Please copy the data below line for line, with no changes.

(Excerpts of pointing data)
::::
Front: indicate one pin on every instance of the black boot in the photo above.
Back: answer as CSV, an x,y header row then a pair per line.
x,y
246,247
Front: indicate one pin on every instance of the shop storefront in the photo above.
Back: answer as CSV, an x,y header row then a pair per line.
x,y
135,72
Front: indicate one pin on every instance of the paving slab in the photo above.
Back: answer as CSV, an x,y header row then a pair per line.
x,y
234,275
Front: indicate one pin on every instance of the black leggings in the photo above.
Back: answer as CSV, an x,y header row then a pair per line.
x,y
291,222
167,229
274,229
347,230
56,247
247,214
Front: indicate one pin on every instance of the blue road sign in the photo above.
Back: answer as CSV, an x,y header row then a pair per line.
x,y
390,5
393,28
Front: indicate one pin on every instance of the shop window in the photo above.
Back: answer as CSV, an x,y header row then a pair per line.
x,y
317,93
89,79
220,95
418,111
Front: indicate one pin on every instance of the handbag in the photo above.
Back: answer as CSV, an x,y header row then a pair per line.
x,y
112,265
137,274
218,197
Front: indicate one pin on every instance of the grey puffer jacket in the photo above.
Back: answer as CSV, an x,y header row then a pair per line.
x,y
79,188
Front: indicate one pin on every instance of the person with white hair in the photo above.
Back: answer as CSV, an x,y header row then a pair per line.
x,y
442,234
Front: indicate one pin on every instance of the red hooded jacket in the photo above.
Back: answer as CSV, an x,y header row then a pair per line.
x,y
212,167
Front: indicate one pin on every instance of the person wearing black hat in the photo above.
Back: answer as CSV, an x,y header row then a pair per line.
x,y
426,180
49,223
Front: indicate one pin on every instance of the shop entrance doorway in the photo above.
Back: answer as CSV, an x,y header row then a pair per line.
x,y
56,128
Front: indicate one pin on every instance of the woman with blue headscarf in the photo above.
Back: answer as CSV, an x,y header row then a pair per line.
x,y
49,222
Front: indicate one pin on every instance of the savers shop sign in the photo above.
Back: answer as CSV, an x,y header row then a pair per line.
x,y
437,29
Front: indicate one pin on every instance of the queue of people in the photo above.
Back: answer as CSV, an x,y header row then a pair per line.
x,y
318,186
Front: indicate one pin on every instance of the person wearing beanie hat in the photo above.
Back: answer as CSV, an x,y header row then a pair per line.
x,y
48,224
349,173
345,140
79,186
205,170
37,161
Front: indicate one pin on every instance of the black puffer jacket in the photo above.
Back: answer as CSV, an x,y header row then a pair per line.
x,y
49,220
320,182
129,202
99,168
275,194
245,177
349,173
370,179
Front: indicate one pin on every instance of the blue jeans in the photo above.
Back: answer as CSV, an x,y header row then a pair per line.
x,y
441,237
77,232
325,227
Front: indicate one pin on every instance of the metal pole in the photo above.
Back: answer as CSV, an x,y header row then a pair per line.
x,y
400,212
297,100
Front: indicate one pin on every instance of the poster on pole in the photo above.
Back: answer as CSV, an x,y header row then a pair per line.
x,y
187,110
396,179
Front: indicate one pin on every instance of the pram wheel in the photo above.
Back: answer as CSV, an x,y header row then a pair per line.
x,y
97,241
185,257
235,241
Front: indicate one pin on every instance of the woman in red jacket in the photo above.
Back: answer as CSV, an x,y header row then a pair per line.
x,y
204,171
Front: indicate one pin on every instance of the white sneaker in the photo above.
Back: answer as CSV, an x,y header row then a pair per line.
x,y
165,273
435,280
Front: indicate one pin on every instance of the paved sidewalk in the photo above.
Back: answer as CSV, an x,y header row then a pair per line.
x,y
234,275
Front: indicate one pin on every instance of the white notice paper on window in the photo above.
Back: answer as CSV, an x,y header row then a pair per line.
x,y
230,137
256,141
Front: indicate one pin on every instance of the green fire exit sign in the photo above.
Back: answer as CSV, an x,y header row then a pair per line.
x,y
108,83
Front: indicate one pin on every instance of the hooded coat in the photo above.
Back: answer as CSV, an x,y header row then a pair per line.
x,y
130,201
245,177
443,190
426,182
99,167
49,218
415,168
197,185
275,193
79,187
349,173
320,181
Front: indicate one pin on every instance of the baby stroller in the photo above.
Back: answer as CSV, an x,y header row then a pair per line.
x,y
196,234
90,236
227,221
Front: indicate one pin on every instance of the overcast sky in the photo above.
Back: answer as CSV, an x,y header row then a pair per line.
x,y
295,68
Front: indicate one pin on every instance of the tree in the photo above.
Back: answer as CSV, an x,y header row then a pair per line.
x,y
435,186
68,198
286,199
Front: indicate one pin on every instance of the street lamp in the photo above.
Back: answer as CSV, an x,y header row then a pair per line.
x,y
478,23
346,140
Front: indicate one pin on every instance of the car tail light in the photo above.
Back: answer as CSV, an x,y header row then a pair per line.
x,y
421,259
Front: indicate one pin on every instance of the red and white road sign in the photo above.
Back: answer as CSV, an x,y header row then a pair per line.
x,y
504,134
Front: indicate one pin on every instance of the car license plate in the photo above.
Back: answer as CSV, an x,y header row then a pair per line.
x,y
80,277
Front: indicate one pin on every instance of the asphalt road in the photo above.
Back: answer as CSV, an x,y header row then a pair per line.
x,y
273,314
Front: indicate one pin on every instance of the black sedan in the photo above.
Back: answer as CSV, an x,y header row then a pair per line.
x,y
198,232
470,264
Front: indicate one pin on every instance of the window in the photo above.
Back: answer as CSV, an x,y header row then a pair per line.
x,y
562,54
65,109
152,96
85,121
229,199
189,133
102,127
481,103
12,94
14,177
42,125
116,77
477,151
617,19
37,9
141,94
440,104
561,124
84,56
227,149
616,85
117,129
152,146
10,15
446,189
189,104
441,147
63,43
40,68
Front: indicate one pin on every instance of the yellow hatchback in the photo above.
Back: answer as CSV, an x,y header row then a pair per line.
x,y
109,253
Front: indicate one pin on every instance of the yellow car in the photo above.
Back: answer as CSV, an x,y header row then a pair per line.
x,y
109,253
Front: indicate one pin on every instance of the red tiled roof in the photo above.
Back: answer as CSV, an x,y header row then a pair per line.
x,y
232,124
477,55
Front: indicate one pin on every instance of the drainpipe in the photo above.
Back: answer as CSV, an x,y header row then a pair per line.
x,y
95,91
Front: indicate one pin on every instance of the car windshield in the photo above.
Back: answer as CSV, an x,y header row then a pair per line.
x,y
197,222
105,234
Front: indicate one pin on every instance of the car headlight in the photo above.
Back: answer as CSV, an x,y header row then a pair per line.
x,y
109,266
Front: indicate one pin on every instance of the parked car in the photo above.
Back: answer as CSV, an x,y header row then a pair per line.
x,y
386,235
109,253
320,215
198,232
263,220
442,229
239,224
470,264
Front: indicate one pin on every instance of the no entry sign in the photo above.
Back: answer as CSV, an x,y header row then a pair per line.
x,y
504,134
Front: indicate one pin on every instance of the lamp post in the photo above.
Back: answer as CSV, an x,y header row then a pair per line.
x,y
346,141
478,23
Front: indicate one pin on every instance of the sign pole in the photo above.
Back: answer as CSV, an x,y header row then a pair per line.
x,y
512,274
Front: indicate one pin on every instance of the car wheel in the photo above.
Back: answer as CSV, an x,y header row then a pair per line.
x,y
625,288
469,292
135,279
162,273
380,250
::::
= Response to this exercise =
Front: indicate one pin on every instance of the black boot in the photo above.
Back: answer as CSV, an x,y header row then a pair per line.
x,y
246,247
Front: indicate one pin on every instance of the shop storefront in the photo above.
Back: answer as CSV, an x,y header row then a pair per line.
x,y
135,72
Front: indicate one pin on every instance of the paving slab in the photo above.
Back: answer as CSV, an x,y header row then a pair per line.
x,y
234,275
Front: indicate one pin on every instance of the black leggings in the photo above.
Back: answer as CSV, an x,y header row then a pair per line.
x,y
291,222
167,229
274,229
347,230
56,247
247,214
Front: indicate one pin on every instance of the blue road sign in the photo above.
Back: answer as CSV, an x,y header row then a pair per line.
x,y
390,5
393,28
Front: indicate one pin on every instance of the shop window in the photo above.
Back: answer as CSV, an x,y header row then a pair per line.
x,y
317,93
89,79
220,95
418,111
Front: indicate one pin on every instance of the handbag in the photo above.
Back: answer as CSV, an x,y header row then a pair per line.
x,y
112,265
137,274
218,197
Front: indicate one pin on every instance of the grey puffer jacket in the photo above.
Back: answer as CSV, an x,y header row then a pair per line.
x,y
79,188
Front: indicate one pin on every instance of the person with white hair in the photo above.
Back: answer as CSV, an x,y header row then a pair per line.
x,y
442,234
Front: indicate one pin on every instance of the red hooded jacket in the photo above.
Back: answer as CSV, an x,y header row then a pair per line.
x,y
212,167
Front: indicate one pin on every instance of the person wearing black hat in the photo above.
Back: answer as CSV, an x,y header row then a pair per line.
x,y
426,180
49,223
Front: indicate one pin on every instance of the shop entrance doorway in the photo above.
Back: answer as CSV, an x,y header row then a pair per line.
x,y
56,128
Front: indicate one pin on every instance of the woman with blue headscarf in the photo above.
Back: answer as CSV, an x,y header row then a pair per line.
x,y
49,222
Front: indicate one pin on every instance of the savers shop sign in the photo above.
Back: answer as CSV, an x,y header row then a pair per line.
x,y
437,29
Front: indicate one pin on every instance of the queue of people in the photo above.
Back: answer as CSV, an x,y header row then a pair per line.
x,y
318,186
Front: indicate one pin on every instance of the person wearing beanie hat in the photo above.
Back: answer as CSV, an x,y header row then a pair per line.
x,y
48,224
349,173
345,140
79,186
205,170
37,161
Front: indicate one pin on every instance of the black puffer jacket in the photo above.
Back: answer as CSV, an x,y header row then a pair per line.
x,y
49,220
320,182
129,202
99,168
275,194
245,177
349,173
370,179
Front: indicate one pin on every instance of the blue jeans in the photo above.
Back: answer as CSV, an x,y header row then a pair per line.
x,y
441,237
77,232
325,227
Front: indicate one pin on every instance of the metal pole in the photo above.
Back: answer as CSV, an x,y header row then a pair per line.
x,y
400,212
297,100
Front: indicate one pin on every instance of the poster on pole in the photo above.
Back: answer as CSV, an x,y header row then a pair per line.
x,y
187,110
396,179
Front: indicate one pin on every instance of the pram wheel in the photo above.
Back: answer as CSV, an x,y header row then a pair per line.
x,y
97,241
185,257
235,241
Front: indicate one pin on every instance of the woman in red jacket in the photo above.
Back: answer as CSV, an x,y header row then a pair per line.
x,y
204,171
Front: indicate one pin on every instance of the white sneaker in the photo above.
Back: answer as CSV, an x,y header row then a pair per line.
x,y
165,273
435,280
Front: indicate one pin on every instance of the paved sidewalk in the photo above.
Back: answer as CSV, an x,y header row then a pair per line.
x,y
234,275
Front: indicate one pin on every instance of the white notice paper on window in the photo above.
Back: answer as CSV, an x,y header row then a pair per line.
x,y
230,137
256,141
Front: indicate one pin on every instance of the green fire exit sign in the photo above.
Back: answer as CSV, an x,y header row then a pair per line.
x,y
108,83
Front: indicate one pin on every instance of the hooded coat in the photo above.
Back: answer as CSV, an x,y header row then a pair per line.
x,y
130,201
245,177
443,190
426,182
99,167
49,218
415,168
197,185
275,193
79,187
349,173
320,181
Front: indicate one pin on every instance of the baby stroller in the photo above.
Back: answer as CSV, an x,y header row then a pair per line.
x,y
196,234
90,236
227,221
Front: indicate one pin on every instance of the overcast sky in the photo above.
Back: answer as CSV, an x,y header row then a pair per line.
x,y
295,68
Front: indicate one pin on every instance of the tree in the photo above.
Back: answer as CSV, an x,y header row then a pair per line.
x,y
435,186
68,198
286,199
Front: indicate one pin on every instance of the street lamp in the photo above.
Back: answer as CSV, an x,y header row then a pair per line.
x,y
478,23
346,140
Front: indicate one pin on every instance of the car tail light in the photo above.
Back: answer as CSV, an x,y header row then a pair per line.
x,y
421,259
Front: indicate one pin on every instance of the red and white road sign in the photo above.
Back: answer as CSV, an x,y header row then a pair per line.
x,y
504,134
Front: indicate one pin on every instance of the car license plate in the photo above.
Back: answer as CSV, an x,y header row then a pair per line.
x,y
80,277
Front: indicate one pin on every instance of the asphalt road in the photo above.
Back: answer as CSV, an x,y header row then a pair per line.
x,y
273,314
Front: indicate one pin on every instance of the black sedan in the photo above.
Back: answer as CSV, an x,y header row then a pair per line.
x,y
198,232
470,264
Front: indicate one pin on every instance of the window in the photo above.
Back: answer as CSV, an x,y header row then a pair per line.
x,y
562,54
65,109
152,96
85,121
229,199
189,133
102,127
481,103
12,94
14,177
42,125
116,77
477,151
617,19
37,9
141,94
440,104
561,124
84,56
227,149
616,85
117,129
152,146
10,15
446,189
189,104
441,147
63,43
40,68
Front: indicate one pin on every instance of the yellow hatchback in the photo above.
Back: answer as CSV, an x,y header row then a pair per line.
x,y
109,253
Front: indicate one pin on every instance of the yellow car in the photo above.
Back: answer as CSV, an x,y header row then a pair per line.
x,y
109,253
Front: indicate one pin on every instance of the red tiled roof in the photo above.
Back: answer as CSV, an x,y header row then a pair per line.
x,y
232,124
477,55
Front: indicate one pin on every instance of the drainpipe in the photo above.
Back: answer as CSV, an x,y header row then a pair per line.
x,y
95,91
Front: indicate one pin on every instance of the car windshield in the photo above.
Back: answer as CSV, an x,y header row then a pair per line.
x,y
197,222
105,234
Front: indicate one pin on every instance of the car headlight in the photo above.
Back: answer as CSV, an x,y header row then a pair per line.
x,y
109,266
Front: indicate one pin on every instance of the parked car in the photo above.
Back: answer as CSV, an x,y header row then a pair per line.
x,y
386,235
109,253
320,215
198,232
263,220
442,229
239,224
470,264
Front: indicate one pin on every instance of the no entry sign in the photo above.
Back: answer as CSV, an x,y header row then a pair per line.
x,y
504,134
Front: indicate one pin on every instance of the lamp post in the photo above.
Back: answer as CSV, an x,y header row then a pair per line.
x,y
346,141
478,23
Front: indicate one pin on every instance of the sign pole in the photo above.
Back: answer as CSV, an x,y header row then a pair per line.
x,y
512,274
Front: indicate one pin on every instance of the car wheel in the photo above.
Back: answer as CSV, an x,y header row then a pair per line.
x,y
625,288
469,292
135,279
162,273
380,250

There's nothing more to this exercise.